§ **Requirement**: For the records that follow, work out how many lines include "pile" and give only that count.

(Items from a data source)
%%
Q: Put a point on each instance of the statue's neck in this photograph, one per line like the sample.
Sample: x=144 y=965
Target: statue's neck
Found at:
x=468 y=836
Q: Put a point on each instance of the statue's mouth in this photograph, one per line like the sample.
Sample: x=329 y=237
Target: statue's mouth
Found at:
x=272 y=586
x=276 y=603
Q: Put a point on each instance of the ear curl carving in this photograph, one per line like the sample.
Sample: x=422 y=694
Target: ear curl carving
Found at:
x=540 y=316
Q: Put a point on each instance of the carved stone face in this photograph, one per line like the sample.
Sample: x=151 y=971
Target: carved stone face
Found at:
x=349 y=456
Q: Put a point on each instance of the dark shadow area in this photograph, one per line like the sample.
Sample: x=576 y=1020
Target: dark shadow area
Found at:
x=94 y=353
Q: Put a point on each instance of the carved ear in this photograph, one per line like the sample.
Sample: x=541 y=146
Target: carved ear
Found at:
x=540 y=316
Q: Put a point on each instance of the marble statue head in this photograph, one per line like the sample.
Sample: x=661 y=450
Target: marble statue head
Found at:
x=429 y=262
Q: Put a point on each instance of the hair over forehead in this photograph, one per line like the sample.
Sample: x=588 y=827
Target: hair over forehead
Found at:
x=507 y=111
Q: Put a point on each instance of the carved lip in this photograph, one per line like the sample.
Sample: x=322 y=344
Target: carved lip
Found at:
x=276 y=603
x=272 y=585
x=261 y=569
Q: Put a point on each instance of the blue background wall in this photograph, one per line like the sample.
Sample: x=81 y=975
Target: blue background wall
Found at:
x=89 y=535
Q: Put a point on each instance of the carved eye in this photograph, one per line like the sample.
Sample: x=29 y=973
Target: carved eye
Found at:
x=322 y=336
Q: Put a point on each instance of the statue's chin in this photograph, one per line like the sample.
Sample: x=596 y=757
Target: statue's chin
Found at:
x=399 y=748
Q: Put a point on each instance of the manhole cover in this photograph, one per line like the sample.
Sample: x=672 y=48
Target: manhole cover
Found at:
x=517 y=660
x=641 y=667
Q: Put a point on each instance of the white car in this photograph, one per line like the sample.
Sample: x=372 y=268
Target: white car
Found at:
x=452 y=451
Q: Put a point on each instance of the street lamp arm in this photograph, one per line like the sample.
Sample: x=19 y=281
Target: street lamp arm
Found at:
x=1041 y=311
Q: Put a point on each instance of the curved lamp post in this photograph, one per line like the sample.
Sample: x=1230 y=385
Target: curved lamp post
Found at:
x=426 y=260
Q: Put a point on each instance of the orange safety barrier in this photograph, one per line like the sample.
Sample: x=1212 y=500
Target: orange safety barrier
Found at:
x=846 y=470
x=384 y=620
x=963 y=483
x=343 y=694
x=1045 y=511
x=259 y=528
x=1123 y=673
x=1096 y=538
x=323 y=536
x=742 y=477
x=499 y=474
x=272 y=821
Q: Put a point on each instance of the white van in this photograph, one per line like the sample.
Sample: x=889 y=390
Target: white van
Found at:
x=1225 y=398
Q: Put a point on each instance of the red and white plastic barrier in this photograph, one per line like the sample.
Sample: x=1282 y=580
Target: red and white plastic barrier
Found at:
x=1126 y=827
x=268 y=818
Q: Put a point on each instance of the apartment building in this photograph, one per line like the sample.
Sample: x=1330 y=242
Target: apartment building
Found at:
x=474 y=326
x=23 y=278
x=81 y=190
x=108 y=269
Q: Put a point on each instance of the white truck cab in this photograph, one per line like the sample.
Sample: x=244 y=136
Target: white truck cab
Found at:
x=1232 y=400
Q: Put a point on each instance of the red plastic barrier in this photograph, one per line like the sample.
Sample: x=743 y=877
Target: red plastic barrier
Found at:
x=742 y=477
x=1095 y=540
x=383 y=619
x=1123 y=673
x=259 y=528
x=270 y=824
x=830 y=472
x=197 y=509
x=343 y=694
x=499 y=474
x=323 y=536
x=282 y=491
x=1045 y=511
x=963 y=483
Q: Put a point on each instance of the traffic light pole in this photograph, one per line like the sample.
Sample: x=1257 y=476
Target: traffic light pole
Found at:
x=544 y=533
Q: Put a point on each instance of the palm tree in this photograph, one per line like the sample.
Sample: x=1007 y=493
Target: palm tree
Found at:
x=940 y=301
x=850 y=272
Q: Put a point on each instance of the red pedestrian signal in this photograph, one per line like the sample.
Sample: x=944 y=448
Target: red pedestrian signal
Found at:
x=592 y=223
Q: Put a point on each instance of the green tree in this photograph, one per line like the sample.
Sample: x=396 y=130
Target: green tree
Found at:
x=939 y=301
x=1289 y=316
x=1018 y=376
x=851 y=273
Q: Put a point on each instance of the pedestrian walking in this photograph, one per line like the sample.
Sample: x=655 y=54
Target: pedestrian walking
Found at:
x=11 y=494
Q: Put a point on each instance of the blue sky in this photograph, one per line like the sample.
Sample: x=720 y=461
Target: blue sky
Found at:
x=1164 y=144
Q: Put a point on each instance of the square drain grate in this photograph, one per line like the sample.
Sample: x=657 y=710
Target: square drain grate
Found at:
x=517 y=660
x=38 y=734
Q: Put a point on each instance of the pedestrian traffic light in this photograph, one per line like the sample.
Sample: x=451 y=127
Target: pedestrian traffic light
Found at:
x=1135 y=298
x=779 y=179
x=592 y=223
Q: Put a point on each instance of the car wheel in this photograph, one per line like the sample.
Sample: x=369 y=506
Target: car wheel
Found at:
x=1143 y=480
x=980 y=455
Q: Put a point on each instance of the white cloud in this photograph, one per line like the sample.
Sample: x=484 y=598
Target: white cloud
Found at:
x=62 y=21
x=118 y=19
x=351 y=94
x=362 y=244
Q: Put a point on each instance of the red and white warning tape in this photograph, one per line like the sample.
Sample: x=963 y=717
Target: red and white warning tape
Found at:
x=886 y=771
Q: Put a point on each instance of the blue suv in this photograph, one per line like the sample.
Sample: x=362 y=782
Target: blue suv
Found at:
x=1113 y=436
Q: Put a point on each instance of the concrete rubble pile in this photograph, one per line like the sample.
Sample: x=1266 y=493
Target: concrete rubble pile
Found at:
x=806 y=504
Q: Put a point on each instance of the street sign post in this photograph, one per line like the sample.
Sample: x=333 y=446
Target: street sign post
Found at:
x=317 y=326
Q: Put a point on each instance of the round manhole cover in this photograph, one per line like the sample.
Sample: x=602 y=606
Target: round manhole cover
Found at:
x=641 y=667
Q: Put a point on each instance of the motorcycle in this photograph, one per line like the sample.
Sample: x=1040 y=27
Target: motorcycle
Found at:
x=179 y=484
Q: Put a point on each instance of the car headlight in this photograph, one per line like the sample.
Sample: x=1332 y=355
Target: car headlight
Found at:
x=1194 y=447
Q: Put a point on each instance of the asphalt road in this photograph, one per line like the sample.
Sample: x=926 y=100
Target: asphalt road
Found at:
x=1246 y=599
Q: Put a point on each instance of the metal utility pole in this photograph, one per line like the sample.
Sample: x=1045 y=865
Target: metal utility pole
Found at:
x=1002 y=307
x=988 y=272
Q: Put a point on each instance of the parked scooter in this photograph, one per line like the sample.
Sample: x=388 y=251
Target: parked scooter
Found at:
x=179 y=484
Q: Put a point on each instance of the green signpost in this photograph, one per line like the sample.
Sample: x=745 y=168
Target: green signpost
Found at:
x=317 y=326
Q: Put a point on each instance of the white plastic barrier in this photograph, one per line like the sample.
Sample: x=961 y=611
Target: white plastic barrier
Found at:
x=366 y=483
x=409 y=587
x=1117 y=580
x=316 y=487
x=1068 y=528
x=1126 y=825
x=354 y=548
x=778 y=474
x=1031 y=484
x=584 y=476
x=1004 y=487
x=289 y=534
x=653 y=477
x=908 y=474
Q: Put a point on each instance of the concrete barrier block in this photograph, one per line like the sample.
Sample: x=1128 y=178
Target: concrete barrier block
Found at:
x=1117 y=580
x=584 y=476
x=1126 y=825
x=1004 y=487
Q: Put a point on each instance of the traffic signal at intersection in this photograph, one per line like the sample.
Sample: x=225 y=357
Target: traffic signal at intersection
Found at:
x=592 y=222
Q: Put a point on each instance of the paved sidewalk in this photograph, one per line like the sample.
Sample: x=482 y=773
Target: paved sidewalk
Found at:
%%
§ **Task solution**: 2